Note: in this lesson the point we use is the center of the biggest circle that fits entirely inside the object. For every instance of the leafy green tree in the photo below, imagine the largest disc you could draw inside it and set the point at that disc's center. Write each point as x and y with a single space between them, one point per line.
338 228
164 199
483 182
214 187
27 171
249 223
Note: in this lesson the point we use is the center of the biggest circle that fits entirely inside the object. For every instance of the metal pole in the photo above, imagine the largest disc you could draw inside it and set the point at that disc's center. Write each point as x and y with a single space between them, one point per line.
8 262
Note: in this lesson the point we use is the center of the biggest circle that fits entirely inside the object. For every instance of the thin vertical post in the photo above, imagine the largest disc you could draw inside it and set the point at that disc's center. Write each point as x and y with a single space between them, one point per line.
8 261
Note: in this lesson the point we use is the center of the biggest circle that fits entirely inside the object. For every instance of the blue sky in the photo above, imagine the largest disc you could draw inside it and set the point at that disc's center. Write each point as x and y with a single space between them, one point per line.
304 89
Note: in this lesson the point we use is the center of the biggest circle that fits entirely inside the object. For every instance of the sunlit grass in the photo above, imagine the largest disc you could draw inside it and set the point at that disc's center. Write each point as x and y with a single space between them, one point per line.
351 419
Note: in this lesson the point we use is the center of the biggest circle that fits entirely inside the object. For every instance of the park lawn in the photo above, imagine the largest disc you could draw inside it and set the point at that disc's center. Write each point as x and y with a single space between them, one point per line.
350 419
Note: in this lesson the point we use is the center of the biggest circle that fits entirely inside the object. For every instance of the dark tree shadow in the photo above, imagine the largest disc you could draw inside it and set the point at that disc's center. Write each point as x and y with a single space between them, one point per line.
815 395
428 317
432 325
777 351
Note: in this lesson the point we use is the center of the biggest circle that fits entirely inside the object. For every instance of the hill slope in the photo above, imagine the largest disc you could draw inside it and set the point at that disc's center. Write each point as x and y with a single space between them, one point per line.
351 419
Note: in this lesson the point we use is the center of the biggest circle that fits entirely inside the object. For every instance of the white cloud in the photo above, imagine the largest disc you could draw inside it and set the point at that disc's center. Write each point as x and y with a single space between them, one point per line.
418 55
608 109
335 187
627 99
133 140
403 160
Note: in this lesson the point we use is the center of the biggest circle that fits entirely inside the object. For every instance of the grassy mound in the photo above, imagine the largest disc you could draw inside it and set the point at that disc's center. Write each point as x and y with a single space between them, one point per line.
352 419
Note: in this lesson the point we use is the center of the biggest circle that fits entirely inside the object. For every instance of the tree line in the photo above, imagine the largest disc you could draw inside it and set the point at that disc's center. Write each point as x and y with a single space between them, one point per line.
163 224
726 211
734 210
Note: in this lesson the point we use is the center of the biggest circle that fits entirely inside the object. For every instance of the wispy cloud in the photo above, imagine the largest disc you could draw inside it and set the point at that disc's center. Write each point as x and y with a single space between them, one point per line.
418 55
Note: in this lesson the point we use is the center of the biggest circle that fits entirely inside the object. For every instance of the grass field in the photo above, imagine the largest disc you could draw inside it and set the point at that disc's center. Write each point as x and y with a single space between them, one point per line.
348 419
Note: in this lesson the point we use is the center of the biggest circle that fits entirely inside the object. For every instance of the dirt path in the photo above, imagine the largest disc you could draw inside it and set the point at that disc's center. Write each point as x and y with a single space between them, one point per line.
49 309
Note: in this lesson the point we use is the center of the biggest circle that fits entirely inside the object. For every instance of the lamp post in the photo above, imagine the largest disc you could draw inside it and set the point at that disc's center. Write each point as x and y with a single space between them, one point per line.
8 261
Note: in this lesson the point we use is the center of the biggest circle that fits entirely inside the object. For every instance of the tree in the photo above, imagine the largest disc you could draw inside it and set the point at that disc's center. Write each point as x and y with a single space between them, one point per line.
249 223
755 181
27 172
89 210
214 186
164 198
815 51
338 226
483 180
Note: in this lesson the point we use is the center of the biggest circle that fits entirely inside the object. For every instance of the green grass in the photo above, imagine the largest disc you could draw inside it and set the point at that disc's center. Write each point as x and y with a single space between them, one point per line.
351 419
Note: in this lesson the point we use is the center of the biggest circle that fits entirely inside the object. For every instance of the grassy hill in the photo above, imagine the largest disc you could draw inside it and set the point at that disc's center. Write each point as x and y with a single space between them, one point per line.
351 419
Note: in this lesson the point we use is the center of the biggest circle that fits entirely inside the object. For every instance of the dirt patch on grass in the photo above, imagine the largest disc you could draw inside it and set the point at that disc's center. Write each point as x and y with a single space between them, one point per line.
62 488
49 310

========

- Task instructions
Output the complete data exactly as written.

- Response to this task
Note: in this lesson the point we use is the center of the biggest circle that fits entirely inside the object. For every instance of the leafy green tree in the photo below, imagine the largest disc you could draw inside it and set the point at that disc's center. Write each point as x and y with a single space between them, one point per line.
338 228
164 199
483 182
214 187
27 171
249 223
Note: in this lesson the point we use is the center of the biggest circle that fits entirely inside the object. For every instance of the metal pole in the photo above, imagine the largest disc you could draw inside it and set the point at that disc's center. Write each point as x and y with a single space between them, one point per line.
8 262
Note: in this lesson the point we use is the center of the biggest circle that fits entirely inside the object. For every instance of the thin vertical post in the photo above, imagine the largest disc you could draw inside it and set the point at that disc's center. Write each point as x and y with a single space between them, one point per line.
8 261
Note: in this lesson the point we use is the center of the biggest circle that fits entirely inside the object. For every instance of the blue sky in the photo above, imagine the largest disc you could draw inside it and set the point at that disc's center. Write each point as x and y with a single space between them, one point per line.
304 89
Note: in this lesson the point we use is the center of the biggest circle that fits entirely inside the object. For every instance of the sunlit grass in the photo above, imagine the largest disc you could draw inside it and set the point at that disc's center. Write each point as x and y with a single space between them, one point per line.
351 419
Note: in this lesson the point we use is the center of the biggest circle that fits entirely inside the object. For every instance of the park lawn in the photo above, imagine the largest disc you could draw inside it and set the point at that disc's center. Write each point as x and y with a single space between them, one point per line.
350 419
Note: in this lesson the point we use is the center of the biggest circle that fits entirely inside the object. For every instance of the dark tree shadow in the photo above, imagine the largest disc you could draw inside it and set the point at that disc's center. Write each point as x and y with a single space between them, one point per line.
815 395
428 317
432 325
777 351
Note: in this lesson the point we use is the center of the biggest circle that fits entirely inside the object. For every instance of the hill slope in the photo above, imagine the largest disc you could draw inside it and set the point at that disc's center. Write each point as x and y with a single space between them, one point per line.
351 419
Note: in this lesson the point we use is the center of the biggest circle that fits entirely inside the object. For every instance of the white cloud in the photo above, imagine the largest disc you could draw inside it and set the point at that disc's center. Write each point as x and y with a single space between them, one point per line.
418 55
608 109
335 187
627 99
133 140
403 160
Note: in this lesson the point we use is the center of the biggest circle that fits entirely inside the object. For every instance of the grassy mound in the photo above, imagine the largest disc you could draw inside it and set the point at that disc's center. Write each point as x and y with a single space between them, one point per line.
352 419
Note: in this lesson the point we use is the center of the biggest circle that fits entirely inside the object. For every instance of the tree line in the photo above, imagine the largest disc you could draw inside it and set the point at that disc's center. Write each point as x and y with a single space between them, one point per line.
163 224
726 211
734 210
Note: in this lesson the point we use is the center of the biggest circle that fits entirely inside the object. For every instance of the wispy cloud in the photo above, imagine the largest disc you could draw inside it and set the point at that disc's center. Write each point as x and y with a single space between them, one point per line.
418 55
Note: in this lesson the point we use is the center of the biggest circle that fits entirely inside the object. For every instance of the grass field in the photo above, imagine the largest disc you could draw inside it and set the point at that disc's center. Write each point as x and y with a single space between them, one point per line.
348 419
Note: in this lesson the point we use is the center of the biggest circle that fits entirely inside the object. For every instance of the dirt path in the photo above, imagine the largest disc you could draw inside it and set the point at that disc's center. Write each point as x and y with a single space between them, one point per line.
49 309
Note: in this lesson the point we use is the center of the biggest circle that fits entirely inside the object. For every instance of the lamp post in the photo above, imagine the largest disc you could draw inside it and set the point at that disc's center. Write each point as x and y with a single space between them, one point per line.
8 261
Note: in this lesson the point we use is the center of the biggest circle that fits entirely inside the object. For every instance of the tree in the photo above, imagine the largest disc you could draw inside it and set the point at that disc's center. Write each point as x and y with a single space between them, one point per line.
249 223
755 181
27 172
89 210
214 186
164 198
815 51
338 226
483 180
Note: in this lesson the point we use is the center of the biggest circle that fits entirely inside the object. For every instance of the green grass in the photo above, imagine the largest disc you could draw inside it and set the point at that disc's center. Write each point as x and y with a single space between them, one point per line.
351 419
Note: in this lesson the point we use is the center of the biggest circle that fits entirely inside the object. For every instance of the grassy hill in the photo above, imagine the largest disc you could draw inside it and set the point at that disc's center. Write each point as x and y with a single space between them, one point per line.
351 419
Note: in this lesson the point we use is the center of the biggest circle that fits entirely inside the object. For every instance of the dirt patch on grass in the photo above, imagine the largest disc you could draw inside it and set the point at that disc's center. Write each point as x and y with a single space between them, one point per line.
62 488
49 310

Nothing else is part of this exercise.